• _GOAL_: Rewrite the items below from the line containing "Where can you find the green" through the line containing "(494, 1112)", inclusive, replacing "green grass field" with "lawn" and leaving everything else unchanged.

• _MATERIAL FOR THIS TASK_:

* BEGIN *

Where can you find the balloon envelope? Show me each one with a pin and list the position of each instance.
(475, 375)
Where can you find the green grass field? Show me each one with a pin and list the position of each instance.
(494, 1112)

* END *
* BEGIN *

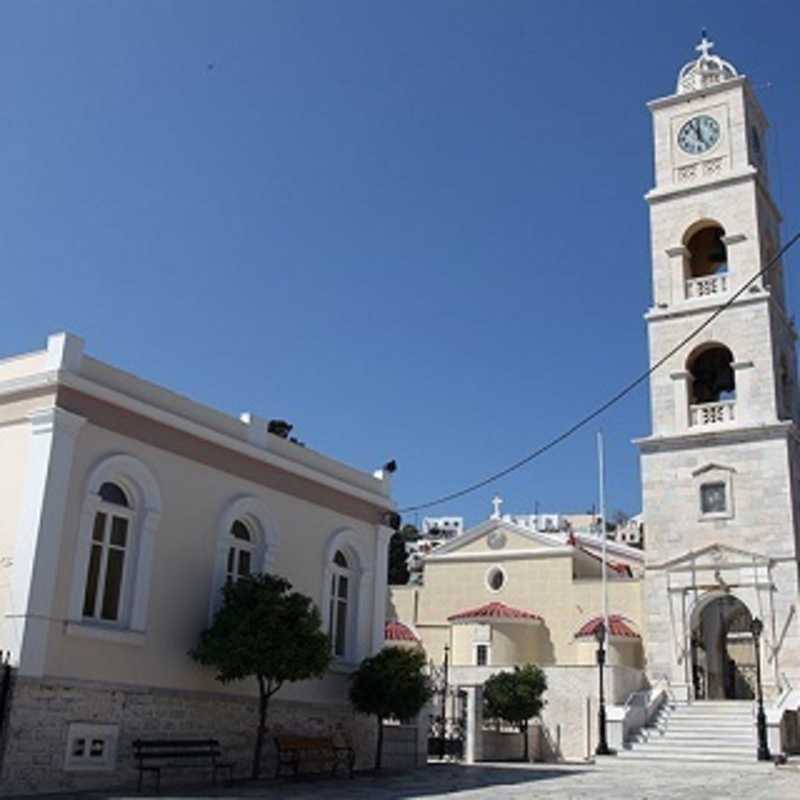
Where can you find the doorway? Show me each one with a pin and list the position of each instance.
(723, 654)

* END *
* BEGIN *

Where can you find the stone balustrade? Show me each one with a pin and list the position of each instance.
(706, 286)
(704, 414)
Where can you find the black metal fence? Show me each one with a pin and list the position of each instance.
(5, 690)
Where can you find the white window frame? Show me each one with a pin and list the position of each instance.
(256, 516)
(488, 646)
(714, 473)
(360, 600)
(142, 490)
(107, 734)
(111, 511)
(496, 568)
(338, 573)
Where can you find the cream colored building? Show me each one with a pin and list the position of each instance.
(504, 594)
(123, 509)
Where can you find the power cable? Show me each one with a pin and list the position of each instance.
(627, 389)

* END *

• _TASK RESULT_:
Where can you find the lawn? Show me each one with a pin and list the position of each instance.
(494, 1112)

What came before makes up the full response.